Citez mot pour mot l'extrait ci-dessous sur l'accès aux documents du Conseil, tout ce qui va de « 8        Le 26 novembre 2008, c’est-à-dire » jusqu'à « par l’arrêt attaqué. ».

■ EXTRAIT À LIRE ■
......

6        Le Conseil, par la décision litigieuse, a accordé un accès partiel au document demandé. En particulier, cette institution a communiqué à Access Info une version de ce document qui ne permettait pas d’identifier les États membres qui étaient les auteurs desdites propositions.

7        Le Conseil a justifié son refus de divulguer les identités des États membres en cause sur le fondement de l’exception prévue à l’article 4, paragraphe 3, premier alinéa, du règlement no 1049/2001, au motif que la divulgation de ces identités aurait porté gravement atteinte à son processus décisionnel, sans qu’une telle divulgation eût été exigée par un intérêt public supérieur. En effet, compte tenu du caractère préliminaire des discussions en cours à l’époque, la divulgation des identités des États membres concernés aurait réduit la marge de manœuvre des délégations au cours des négociations qui caractérisent la procédure législative au sein du Conseil et aurait ainsi porté atteinte à la capacité de celui-ci de parvenir à un accord.

8        Le 26 novembre 2008, c’est-à-dire le jour même de l’établissement du document demandé, une version intégrale de celui-ci a été rendue accessible au public sur le site Internet de l’organisation Statewatch, sans que cette divulgation ait été autorisée (ci-après la «divulgation non autorisée»).

 L’arrêt attaqué

9        Par requête déposée au greffe du Tribunal le 12 juin 2009, Access Info a introduit contre la décision litigieuse, un recours en annulation qui a été accueilli par l’arrêt attaqué.

10      Le Tribunal a exposé, à titre préliminaire, les principes fondamentaux en matière d’accès aux documents. En particulier, il a, aux points 55 à 58 de cet arrêt, rappelé que le droit d’accès aux documents des institutions se rattache au caractère démocratique de ces dernières et que l’article 1er du règlement no 1049/2001 vise à garantir un droit d’accès qui soit le plus large possible, de sorte que les exceptions à la divulgation doivent être interprétées et appliquées strictement. Ces principes acquerraient une pertinence toute particulière lorsque le Conseil agit, comme en l’espèce, en sa qualité de législateur.

11      Ensuite, aux points 59 et 60 de l’arrêt attaqué, le Tribunal a précisé que la seule circonstance qu’un document concerne un intérêt protégé par une exception à la divulgation ne saurait suffire à l’application de cette dernière, une telle application n’étant justifiée que si l’accès à ce document est susceptible de porter concrètement et effectivement atteinte à l’intérêt protégé. Pareil risque ne pourrait, en outre, pas être de nature purement hypothétique et devrait être raisonnablement prévisible. Il incomberait à l’institution concernée de mettre en balance l’intérêt spécifique devant être protégé par la non-divulgation d’une partie du document demandé — en l’espèce l’identité des États membres auteurs des propositions — et l’intérêt général à ce que ce document soit rendu accessible dans son intégralité.

......

Extraits de données de pointage
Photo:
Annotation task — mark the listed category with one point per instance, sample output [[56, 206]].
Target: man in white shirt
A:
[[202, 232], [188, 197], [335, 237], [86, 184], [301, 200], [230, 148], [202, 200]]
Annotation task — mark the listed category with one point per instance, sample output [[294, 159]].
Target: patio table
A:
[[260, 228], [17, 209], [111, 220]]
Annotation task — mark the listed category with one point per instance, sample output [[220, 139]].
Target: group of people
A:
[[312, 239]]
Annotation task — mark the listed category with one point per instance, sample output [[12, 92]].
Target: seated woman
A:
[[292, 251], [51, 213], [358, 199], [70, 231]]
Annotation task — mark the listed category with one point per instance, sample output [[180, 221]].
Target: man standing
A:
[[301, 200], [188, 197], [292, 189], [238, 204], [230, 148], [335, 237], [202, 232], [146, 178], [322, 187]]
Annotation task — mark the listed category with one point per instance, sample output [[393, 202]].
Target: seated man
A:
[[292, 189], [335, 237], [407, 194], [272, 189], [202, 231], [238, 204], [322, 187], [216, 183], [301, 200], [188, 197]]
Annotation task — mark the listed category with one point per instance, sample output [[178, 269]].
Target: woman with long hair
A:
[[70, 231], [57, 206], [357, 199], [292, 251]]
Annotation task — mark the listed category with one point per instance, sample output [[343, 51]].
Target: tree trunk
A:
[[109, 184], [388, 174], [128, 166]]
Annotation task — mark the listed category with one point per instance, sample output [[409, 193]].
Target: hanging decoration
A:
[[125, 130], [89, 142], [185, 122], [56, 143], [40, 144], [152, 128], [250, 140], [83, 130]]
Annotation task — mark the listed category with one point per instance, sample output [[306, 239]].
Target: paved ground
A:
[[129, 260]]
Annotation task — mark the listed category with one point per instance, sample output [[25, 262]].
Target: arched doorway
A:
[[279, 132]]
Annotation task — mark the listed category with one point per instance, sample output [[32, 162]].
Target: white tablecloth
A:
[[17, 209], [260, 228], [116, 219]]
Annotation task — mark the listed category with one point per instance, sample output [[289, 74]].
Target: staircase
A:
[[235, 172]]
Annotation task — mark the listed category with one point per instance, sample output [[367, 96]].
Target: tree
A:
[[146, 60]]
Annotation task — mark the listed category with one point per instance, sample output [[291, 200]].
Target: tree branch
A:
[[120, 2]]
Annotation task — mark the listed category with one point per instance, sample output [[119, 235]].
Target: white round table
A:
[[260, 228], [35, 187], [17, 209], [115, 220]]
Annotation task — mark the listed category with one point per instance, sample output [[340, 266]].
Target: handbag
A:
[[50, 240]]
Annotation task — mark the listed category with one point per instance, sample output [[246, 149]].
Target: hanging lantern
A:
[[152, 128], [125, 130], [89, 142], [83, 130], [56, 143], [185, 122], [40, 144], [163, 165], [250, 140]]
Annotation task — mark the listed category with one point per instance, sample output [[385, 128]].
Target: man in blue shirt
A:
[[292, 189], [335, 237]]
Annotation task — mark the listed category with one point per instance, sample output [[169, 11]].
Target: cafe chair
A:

......

■ RÉPONSE ATTENDUE ■
8        Le 26 novembre 2008, c’est-à-dire le jour même de l’établissement du document demandé, une version intégrale de celui-ci a été rendue accessible au public sur le site Internet de l’organisation Statewatch, sans que cette divulgation ait été autorisée (ci-après la «divulgation non autorisée»).

 L’arrêt attaqué

9        Par requête déposée au greffe du Tribunal le 12 juin 2009, Access Info a introduit contre la décision litigieuse, un recours en annulation qui a été accueilli par l’arrêt attaqué.